• [Set task] Transcribe the records below verbatim, from the line containing "Expected: for the ceramic" through the end of the records.

-- start Source material --

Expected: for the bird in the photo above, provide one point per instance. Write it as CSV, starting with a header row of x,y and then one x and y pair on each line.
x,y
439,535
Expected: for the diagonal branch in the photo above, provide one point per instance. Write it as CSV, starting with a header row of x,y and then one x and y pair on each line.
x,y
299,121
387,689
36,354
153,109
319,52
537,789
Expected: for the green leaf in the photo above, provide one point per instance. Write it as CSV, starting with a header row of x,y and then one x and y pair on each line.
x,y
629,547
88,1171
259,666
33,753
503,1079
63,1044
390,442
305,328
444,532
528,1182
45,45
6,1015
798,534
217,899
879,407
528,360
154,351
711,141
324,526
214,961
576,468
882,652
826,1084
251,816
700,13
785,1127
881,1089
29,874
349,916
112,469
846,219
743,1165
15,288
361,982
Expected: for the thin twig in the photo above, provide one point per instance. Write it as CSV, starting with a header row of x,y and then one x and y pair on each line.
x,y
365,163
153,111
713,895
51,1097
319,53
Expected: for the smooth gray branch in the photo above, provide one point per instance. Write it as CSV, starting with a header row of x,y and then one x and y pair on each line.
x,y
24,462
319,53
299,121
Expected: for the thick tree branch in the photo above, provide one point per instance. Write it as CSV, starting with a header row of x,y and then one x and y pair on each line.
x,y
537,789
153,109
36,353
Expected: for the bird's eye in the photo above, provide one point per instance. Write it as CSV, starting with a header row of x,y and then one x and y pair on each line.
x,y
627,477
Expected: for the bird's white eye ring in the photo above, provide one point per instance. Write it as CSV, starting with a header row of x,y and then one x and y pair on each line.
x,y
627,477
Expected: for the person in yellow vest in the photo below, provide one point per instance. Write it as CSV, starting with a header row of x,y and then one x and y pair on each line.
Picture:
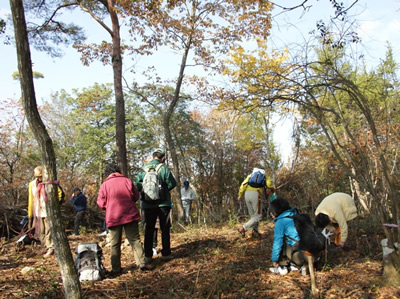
x,y
37,211
253,198
334,212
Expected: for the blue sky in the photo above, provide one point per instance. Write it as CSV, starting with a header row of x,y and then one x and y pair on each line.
x,y
379,22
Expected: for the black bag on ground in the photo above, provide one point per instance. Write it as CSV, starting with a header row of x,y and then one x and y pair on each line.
x,y
88,262
311,239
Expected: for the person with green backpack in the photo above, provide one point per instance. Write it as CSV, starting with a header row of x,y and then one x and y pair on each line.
x,y
155,182
253,188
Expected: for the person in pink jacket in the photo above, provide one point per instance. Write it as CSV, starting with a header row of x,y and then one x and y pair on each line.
x,y
118,196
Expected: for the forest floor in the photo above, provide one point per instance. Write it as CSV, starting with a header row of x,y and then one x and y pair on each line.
x,y
208,262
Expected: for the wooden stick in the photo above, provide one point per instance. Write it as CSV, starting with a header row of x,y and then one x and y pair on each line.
x,y
314,289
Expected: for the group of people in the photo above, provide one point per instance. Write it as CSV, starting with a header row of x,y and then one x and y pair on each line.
x,y
332,214
118,196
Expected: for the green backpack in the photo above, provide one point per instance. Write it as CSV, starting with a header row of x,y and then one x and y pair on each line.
x,y
152,184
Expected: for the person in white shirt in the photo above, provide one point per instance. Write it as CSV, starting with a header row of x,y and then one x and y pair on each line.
x,y
188,196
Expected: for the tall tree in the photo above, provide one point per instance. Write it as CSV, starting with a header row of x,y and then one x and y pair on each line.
x,y
68,273
205,29
347,107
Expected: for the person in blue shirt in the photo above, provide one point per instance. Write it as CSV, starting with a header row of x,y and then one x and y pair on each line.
x,y
79,201
285,253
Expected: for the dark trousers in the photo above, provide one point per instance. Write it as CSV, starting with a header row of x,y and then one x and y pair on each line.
x,y
294,255
165,225
79,217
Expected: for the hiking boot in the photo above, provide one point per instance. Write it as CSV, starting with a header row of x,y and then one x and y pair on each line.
x,y
167,257
144,267
242,231
114,274
279,270
49,252
293,267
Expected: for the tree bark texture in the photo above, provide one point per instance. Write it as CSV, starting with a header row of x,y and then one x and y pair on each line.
x,y
120,134
69,275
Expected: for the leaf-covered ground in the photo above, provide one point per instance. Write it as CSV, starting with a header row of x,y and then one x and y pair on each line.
x,y
209,262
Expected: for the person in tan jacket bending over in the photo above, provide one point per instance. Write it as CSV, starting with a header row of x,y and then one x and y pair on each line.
x,y
336,209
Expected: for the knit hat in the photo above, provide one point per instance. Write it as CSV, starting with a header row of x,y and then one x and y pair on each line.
x,y
38,171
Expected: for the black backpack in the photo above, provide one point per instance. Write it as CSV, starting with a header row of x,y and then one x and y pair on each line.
x,y
311,239
88,262
257,180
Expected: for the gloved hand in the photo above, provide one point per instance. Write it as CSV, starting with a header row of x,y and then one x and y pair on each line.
x,y
30,223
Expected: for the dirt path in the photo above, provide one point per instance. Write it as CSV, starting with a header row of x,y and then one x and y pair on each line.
x,y
208,263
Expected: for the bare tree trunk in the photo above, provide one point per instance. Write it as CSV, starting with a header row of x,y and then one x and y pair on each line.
x,y
120,134
69,275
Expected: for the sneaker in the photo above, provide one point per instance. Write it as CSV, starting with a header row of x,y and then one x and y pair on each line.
x,y
144,267
49,252
255,233
167,257
242,231
279,270
293,267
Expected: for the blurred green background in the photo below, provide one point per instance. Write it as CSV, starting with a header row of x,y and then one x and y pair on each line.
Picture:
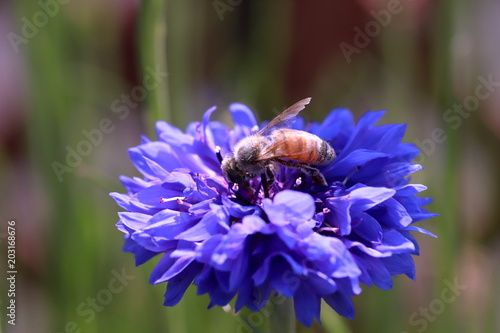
x,y
82,71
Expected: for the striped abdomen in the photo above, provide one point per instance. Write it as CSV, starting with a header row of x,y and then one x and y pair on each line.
x,y
297,146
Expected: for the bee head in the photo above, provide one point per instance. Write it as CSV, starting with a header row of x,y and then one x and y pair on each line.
x,y
231,170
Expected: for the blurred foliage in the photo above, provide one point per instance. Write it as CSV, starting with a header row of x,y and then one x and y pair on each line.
x,y
81,70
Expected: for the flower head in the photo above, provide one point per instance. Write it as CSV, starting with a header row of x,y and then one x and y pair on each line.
x,y
302,240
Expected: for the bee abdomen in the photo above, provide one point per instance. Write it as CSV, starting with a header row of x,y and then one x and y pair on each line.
x,y
302,147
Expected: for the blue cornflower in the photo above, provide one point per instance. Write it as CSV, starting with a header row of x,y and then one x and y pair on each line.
x,y
307,242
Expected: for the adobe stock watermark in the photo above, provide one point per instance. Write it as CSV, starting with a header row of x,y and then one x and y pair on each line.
x,y
222,6
88,309
30,27
455,115
372,29
427,314
120,107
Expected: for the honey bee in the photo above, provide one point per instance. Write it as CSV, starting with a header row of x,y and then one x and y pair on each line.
x,y
260,153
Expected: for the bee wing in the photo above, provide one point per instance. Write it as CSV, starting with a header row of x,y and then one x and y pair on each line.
x,y
285,118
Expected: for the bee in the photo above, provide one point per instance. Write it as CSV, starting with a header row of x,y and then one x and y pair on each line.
x,y
275,144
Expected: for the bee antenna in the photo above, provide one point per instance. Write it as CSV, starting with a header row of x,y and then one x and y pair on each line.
x,y
218,153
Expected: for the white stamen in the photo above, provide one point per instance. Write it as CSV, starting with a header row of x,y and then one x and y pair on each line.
x,y
163,200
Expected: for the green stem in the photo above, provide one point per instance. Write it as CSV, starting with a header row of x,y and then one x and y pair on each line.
x,y
153,56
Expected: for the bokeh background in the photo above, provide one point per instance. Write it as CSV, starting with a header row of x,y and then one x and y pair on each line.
x,y
70,70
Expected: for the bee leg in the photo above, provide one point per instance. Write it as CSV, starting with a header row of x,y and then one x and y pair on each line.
x,y
267,180
312,172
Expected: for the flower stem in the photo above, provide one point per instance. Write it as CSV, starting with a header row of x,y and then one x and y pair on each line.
x,y
153,55
283,317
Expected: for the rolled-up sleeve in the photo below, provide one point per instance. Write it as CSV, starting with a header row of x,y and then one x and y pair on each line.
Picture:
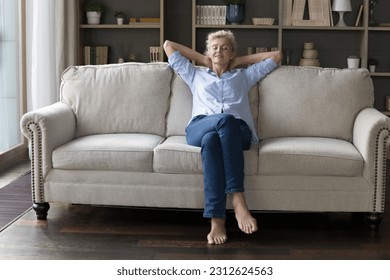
x,y
183,67
259,70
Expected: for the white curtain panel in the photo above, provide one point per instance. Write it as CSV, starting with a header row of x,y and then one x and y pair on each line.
x,y
51,47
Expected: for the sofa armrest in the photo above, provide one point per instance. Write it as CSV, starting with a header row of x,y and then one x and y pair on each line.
x,y
371,137
46,128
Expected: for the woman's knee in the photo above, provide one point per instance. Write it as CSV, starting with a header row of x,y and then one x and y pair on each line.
x,y
227,120
210,139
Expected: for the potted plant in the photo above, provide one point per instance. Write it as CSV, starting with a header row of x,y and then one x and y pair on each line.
x,y
235,11
372,64
120,15
94,12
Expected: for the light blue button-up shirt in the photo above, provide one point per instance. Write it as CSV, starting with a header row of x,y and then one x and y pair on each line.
x,y
228,94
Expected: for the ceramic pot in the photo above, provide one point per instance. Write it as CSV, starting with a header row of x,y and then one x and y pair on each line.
x,y
235,14
94,17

-- end Source material --

• [Solution below]
Expected: for the ceramic pot in the photo above, provide one point per instance. Write it as CSV, starting with a header row of x,y and then one x and y pair on each line.
x,y
235,14
94,17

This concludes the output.